L’immense Ray Lema poursuit inlassablement sa route, et de plus en plus, la mène là où il l’entend, vers un jazz nourri de son histoire et de ses traditions, clairement revendiqué inclassable. C’est là tout son sel ! L’histoire entre Ray Lema et le jazz est sous-jacente à sa musique depuis longtemps. Le premier rapprochement eut lieu avec Joachim Kühn – excusez du peu – en 1992, avec Euro-African Suite. Plus tard Ray Lema enregistrera avec Daniel Goyone, François Du Bois, avant de monter son propre quintet (Etienne Mbappé, Irving Acao, Nicolas Viccaro & Sylvain Gontard) au tournant des années 2010. Plus récemment, c’est son duo avec Laurent de Wilde qui a largement été reconnu par la presse jazz et leur a ouvert les portes de nombreuses scènes en France. Ray Lema a été révélé au public au départ avec sa rumba / funk / jazz / parfois un peu électro et surtout à nulle autre pareille et l’album Kinshasa Washington D.C. Paris en 1983, suivi plus tard par Medecine (1986), Nangadeef (1989) etc. Et sa musique aujourd’hui, puise dans ces deux grands courants.

- - - -

Reproduisez à l'identique l'intégralité du texte sur Ray Lema. Les données qui suivent n'ont aucun rapport avec le texte sur Ray Lema.

- - - -

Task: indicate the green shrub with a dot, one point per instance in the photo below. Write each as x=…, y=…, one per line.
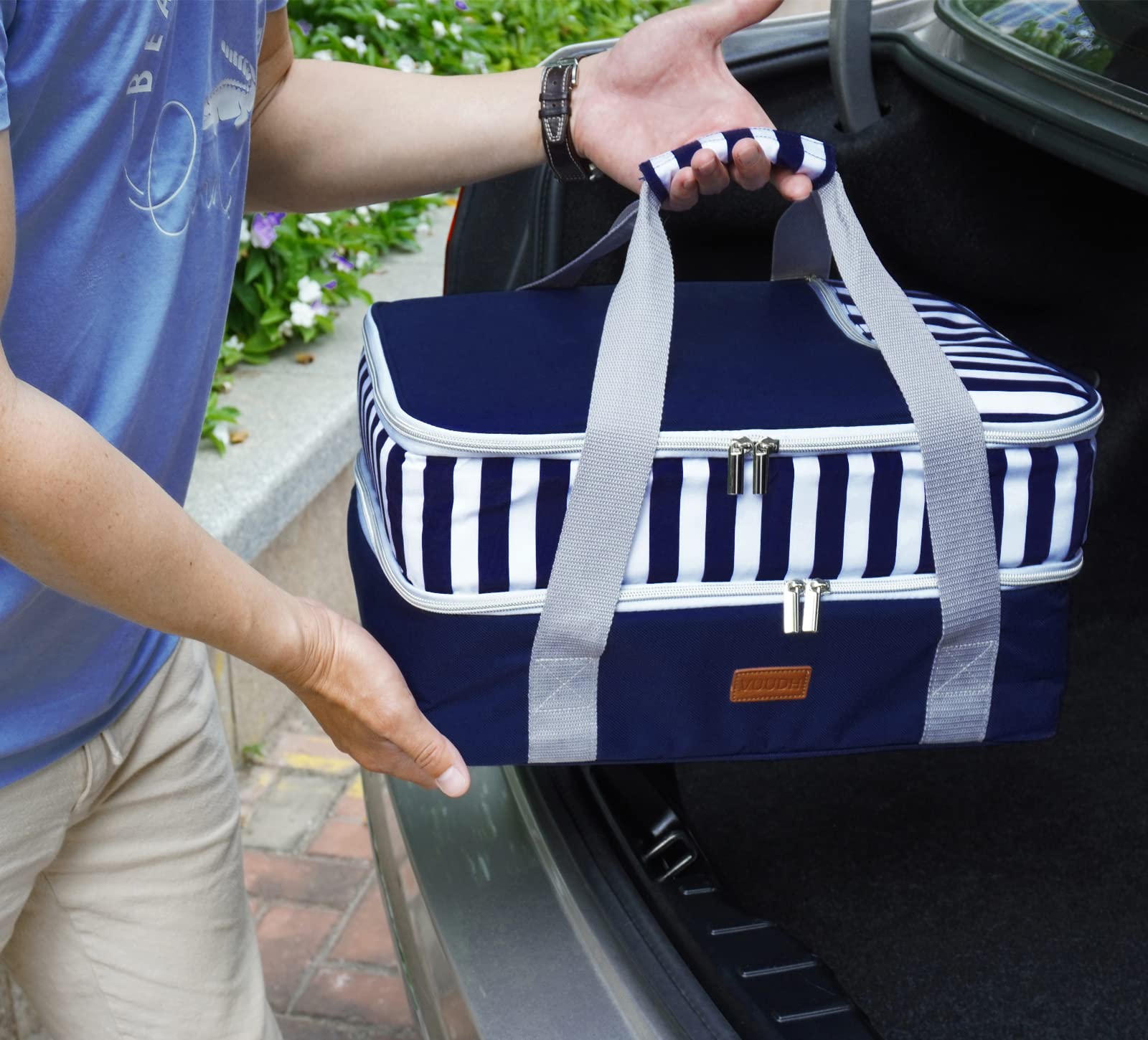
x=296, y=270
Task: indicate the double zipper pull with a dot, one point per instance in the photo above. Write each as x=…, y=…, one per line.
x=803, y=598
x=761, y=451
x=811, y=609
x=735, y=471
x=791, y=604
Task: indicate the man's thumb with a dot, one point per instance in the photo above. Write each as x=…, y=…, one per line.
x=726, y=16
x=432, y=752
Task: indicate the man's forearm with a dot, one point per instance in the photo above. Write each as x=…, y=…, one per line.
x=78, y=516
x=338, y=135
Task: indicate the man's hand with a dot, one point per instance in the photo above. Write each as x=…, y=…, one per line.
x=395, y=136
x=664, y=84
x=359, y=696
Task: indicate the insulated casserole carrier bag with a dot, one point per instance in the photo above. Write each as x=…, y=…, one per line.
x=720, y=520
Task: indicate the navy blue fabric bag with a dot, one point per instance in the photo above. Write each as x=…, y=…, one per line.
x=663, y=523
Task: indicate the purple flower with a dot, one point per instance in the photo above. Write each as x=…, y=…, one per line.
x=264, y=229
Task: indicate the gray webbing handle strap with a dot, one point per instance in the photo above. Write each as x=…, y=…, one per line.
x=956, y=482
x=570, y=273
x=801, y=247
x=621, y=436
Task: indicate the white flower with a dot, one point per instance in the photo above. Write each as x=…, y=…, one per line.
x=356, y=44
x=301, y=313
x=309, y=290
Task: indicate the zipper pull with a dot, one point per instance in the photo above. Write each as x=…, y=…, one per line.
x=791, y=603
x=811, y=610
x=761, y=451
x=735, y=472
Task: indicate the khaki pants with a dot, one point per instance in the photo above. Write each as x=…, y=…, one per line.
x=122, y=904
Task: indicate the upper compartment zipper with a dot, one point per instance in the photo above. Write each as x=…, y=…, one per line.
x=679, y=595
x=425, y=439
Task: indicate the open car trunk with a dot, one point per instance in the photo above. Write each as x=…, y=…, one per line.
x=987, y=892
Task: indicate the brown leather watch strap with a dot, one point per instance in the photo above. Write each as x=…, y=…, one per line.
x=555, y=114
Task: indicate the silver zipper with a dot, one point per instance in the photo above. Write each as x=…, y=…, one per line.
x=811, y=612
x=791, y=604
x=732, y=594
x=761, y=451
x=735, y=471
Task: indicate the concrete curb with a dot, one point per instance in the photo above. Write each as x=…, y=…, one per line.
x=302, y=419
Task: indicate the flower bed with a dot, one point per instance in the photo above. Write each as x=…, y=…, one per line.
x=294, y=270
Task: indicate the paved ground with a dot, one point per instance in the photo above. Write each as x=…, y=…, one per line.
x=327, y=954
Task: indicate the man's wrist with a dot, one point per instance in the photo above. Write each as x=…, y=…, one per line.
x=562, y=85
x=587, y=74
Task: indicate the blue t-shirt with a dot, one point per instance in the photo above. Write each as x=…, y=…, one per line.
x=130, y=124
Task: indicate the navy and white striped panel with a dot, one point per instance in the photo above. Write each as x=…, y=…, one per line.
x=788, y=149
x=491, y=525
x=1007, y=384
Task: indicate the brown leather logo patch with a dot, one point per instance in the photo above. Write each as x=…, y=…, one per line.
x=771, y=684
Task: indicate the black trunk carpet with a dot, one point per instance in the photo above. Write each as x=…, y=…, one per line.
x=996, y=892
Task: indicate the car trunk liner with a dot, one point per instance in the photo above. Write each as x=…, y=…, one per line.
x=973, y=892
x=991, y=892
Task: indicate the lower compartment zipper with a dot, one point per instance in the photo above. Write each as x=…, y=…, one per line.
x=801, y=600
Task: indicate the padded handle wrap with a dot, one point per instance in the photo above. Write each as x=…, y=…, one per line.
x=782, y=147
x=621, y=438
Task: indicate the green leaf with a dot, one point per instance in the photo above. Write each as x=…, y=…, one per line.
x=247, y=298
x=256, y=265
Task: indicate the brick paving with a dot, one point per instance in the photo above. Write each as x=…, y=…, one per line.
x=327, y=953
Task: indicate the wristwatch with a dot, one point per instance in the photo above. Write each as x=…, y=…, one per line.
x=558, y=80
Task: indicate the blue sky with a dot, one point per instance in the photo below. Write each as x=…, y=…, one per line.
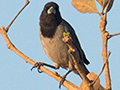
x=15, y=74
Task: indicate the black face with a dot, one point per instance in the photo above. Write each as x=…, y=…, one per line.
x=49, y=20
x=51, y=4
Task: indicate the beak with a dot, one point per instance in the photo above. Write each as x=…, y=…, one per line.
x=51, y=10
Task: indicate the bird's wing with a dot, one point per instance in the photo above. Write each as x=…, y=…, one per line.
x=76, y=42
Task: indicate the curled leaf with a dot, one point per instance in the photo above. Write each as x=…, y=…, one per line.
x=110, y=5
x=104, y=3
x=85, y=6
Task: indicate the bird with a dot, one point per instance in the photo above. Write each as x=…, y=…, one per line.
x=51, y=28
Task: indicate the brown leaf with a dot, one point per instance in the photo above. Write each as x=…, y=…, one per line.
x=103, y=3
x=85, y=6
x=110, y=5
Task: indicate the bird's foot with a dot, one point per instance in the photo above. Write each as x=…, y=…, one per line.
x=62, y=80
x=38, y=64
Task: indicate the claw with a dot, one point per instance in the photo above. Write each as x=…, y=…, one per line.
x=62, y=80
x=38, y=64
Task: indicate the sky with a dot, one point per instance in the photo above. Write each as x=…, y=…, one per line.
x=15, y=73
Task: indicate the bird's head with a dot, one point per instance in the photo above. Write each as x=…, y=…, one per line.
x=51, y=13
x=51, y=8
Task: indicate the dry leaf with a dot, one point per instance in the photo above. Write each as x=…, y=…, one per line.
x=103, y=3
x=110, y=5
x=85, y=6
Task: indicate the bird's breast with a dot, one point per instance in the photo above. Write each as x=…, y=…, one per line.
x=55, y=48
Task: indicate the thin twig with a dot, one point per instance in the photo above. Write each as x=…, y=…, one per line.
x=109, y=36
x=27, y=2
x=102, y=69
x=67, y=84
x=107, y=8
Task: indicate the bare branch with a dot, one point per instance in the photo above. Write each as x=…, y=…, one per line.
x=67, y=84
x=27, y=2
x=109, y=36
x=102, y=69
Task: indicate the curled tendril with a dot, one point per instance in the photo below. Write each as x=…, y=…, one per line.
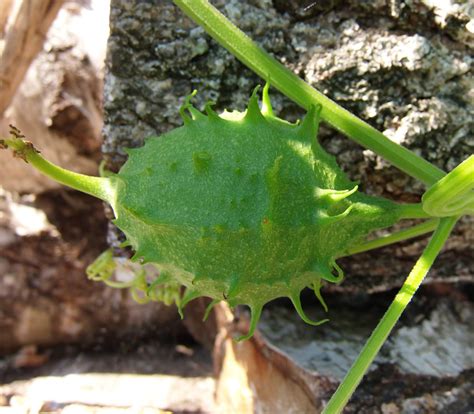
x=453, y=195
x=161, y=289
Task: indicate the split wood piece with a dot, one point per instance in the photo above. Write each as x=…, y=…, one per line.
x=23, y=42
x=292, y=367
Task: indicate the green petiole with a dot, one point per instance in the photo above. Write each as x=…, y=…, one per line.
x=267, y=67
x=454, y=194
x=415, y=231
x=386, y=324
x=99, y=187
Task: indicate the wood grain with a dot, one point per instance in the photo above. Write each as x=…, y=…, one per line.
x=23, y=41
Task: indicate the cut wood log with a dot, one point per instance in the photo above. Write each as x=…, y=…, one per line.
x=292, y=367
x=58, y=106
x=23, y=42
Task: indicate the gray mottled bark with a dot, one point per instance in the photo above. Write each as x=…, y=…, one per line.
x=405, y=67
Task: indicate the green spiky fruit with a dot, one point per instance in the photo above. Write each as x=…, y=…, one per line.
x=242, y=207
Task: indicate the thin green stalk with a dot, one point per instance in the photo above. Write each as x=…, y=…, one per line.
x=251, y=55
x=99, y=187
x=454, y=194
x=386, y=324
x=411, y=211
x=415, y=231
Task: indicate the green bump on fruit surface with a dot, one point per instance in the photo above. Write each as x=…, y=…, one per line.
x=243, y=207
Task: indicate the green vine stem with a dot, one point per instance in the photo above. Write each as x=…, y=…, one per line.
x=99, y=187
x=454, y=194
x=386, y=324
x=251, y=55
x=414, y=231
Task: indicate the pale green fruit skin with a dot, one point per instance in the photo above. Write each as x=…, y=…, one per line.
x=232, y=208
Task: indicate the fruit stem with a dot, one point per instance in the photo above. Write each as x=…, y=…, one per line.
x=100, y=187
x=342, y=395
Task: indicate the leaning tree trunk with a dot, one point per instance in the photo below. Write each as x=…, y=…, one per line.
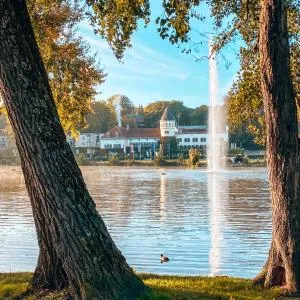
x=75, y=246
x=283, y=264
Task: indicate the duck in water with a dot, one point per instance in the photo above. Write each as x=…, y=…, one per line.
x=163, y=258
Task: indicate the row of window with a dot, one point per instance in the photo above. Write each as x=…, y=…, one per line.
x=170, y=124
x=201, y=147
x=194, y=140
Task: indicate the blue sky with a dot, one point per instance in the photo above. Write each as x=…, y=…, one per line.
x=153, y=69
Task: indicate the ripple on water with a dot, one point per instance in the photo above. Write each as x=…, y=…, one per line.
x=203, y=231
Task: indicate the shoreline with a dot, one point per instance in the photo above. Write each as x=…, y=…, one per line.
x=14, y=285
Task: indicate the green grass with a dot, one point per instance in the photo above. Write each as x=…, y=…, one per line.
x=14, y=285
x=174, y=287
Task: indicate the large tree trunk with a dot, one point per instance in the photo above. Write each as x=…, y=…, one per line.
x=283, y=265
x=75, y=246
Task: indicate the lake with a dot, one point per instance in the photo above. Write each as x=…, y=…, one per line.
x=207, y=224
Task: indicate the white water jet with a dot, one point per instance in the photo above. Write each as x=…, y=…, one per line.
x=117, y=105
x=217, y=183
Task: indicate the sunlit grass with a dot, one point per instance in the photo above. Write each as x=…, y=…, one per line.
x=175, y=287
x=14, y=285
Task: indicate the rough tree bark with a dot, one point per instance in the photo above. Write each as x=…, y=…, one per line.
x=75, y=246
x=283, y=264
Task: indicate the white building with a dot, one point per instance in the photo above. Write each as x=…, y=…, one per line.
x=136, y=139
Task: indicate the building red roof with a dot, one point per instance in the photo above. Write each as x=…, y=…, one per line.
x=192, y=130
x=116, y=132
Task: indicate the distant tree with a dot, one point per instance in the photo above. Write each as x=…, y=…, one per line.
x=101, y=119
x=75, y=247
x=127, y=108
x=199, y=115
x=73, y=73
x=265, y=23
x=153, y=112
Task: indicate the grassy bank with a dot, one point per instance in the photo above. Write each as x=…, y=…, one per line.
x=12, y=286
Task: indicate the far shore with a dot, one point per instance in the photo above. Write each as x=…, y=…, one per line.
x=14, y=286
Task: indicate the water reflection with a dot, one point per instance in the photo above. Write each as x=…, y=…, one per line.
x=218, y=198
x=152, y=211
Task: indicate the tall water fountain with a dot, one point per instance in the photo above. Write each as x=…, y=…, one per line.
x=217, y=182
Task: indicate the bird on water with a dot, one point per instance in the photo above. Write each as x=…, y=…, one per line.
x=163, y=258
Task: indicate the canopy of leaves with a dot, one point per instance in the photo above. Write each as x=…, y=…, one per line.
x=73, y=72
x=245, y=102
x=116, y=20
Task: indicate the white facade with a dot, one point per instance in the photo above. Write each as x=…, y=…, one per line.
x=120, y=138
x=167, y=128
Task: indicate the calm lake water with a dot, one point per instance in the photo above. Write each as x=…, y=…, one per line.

- - - -

* CORRIGÉ
L’immense Ray Lema poursuit inlassablement sa route, et de plus en plus, la mène là où il l’entend, vers un jazz nourri de son histoire et de ses traditions, clairement revendiqué inclassable. C’est là tout son sel ! L’histoire entre Ray Lema et le jazz est sous-jacente à sa musique depuis longtemps. Le premier rapprochement eut lieu avec Joachim Kühn – excusez du peu – en 1992, avec Euro-African Suite. Plus tard Ray Lema enregistrera avec Daniel Goyone, François Du Bois, avant de monter son propre quintet (Etienne Mbappé, Irving Acao, Nicolas Viccaro & Sylvain Gontard) au tournant des années 2010. Plus récemment, c’est son duo avec Laurent de Wilde qui a largement été reconnu par la presse jazz et leur a ouvert les portes de nombreuses scènes en France. Ray Lema a été révélé au public au départ avec sa rumba / funk / jazz / parfois un peu électro et surtout à nulle autre pareille et l’album Kinshasa Washington D.C. Paris en 1983, suivi plus tard par Medecine (1986), Nangadeef (1989) etc. Et sa musique aujourd’hui, puise dans ces deux grands courants.